Records contained in a dataset:
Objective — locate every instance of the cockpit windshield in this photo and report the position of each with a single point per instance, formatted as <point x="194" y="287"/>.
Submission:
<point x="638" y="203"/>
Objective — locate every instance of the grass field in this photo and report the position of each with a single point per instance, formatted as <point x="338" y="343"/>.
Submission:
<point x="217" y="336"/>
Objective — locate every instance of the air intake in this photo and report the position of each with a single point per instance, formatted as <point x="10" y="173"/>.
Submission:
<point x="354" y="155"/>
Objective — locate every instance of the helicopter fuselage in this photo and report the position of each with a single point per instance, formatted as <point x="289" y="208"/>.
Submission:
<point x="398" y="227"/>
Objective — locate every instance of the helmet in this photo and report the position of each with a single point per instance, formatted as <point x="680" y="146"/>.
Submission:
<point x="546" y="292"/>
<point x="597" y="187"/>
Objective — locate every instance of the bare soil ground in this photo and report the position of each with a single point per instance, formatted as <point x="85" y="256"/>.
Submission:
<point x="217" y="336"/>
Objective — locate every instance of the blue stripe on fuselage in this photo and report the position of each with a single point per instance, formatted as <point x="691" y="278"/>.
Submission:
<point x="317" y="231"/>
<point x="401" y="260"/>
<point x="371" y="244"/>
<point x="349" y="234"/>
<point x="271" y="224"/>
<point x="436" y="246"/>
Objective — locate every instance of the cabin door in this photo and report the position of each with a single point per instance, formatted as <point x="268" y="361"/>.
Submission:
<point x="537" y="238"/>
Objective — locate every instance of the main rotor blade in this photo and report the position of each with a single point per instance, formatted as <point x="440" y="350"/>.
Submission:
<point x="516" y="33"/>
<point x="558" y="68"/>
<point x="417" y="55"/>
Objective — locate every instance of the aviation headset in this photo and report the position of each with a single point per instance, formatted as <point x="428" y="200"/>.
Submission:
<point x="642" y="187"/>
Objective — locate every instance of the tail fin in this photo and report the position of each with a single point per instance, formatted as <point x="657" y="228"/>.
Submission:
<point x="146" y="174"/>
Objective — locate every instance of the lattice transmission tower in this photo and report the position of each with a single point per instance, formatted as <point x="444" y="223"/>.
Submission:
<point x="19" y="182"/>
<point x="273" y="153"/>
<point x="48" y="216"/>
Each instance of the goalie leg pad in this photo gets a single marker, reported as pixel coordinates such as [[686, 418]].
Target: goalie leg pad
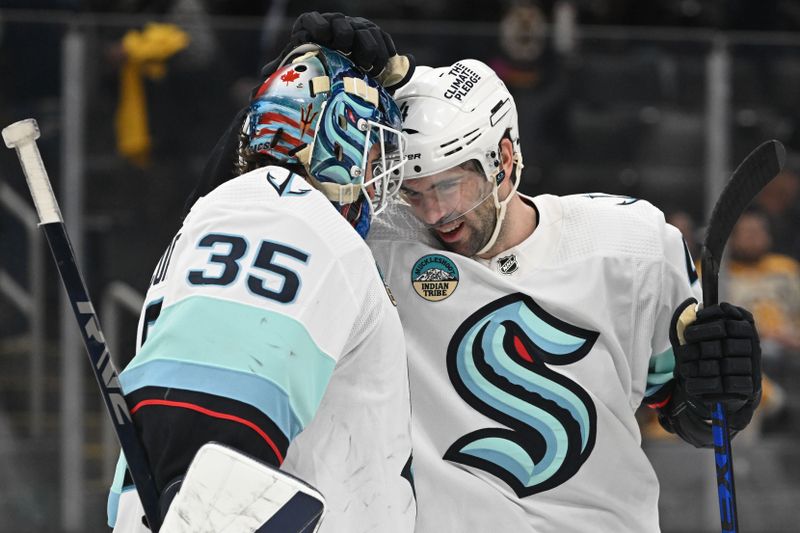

> **Exercise brief**
Render the lines of the listing from the one containing "Each instance of" through the end of the listing as a numbered list, skipping blank lines and leaving out the pictures.

> **Task response**
1. Each instance of the goalie leg pad in this photo gets a single marker, reported as pixel coordinates such as [[686, 418]].
2. Target: goalie leg pad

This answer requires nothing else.